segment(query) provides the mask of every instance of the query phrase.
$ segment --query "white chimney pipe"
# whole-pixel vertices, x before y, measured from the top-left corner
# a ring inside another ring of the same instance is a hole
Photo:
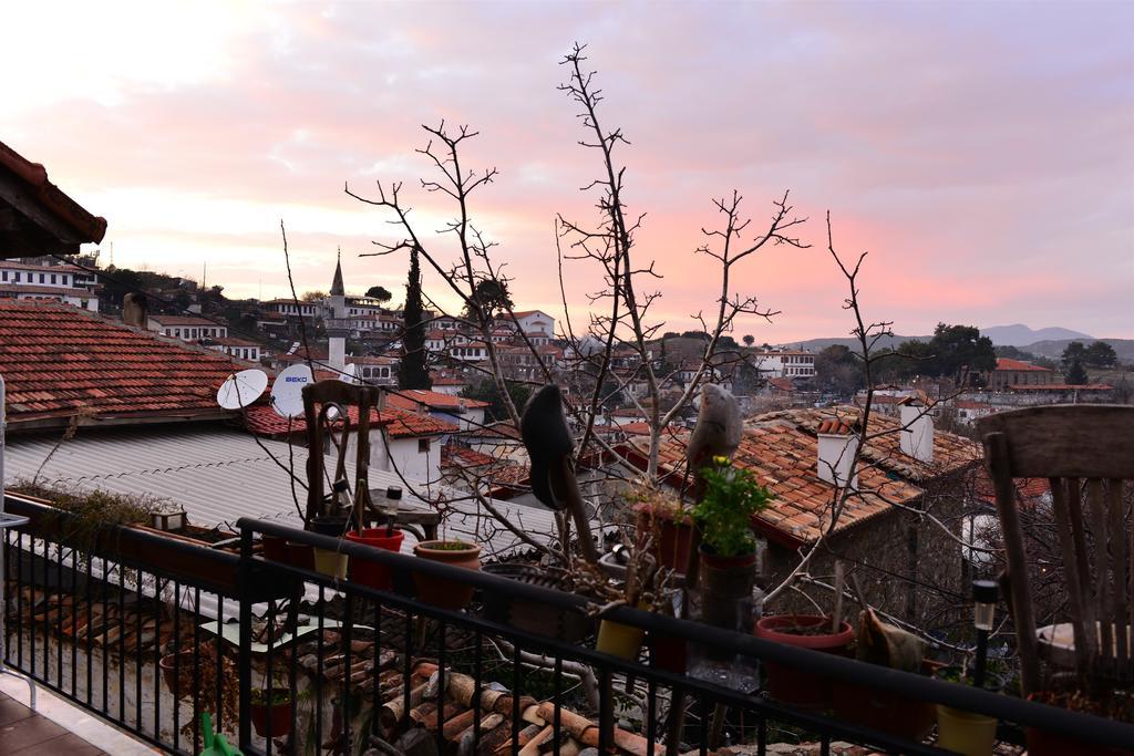
[[[902,453],[922,462],[933,461],[933,418],[921,402],[902,405]]]
[[[819,426],[819,478],[837,487],[858,485],[858,473],[850,465],[854,461],[858,436],[839,421],[823,421]]]
[[[327,340],[327,363],[341,373],[347,362],[347,340],[341,335],[332,335]]]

....................

Goal of the exercise =
Pick out each line of the items above that contains the string "segment", and copy those lines.

Solution =
segment(query) provides the mask of every instance of the query phrase.
$ segment --query "white chimney pipe"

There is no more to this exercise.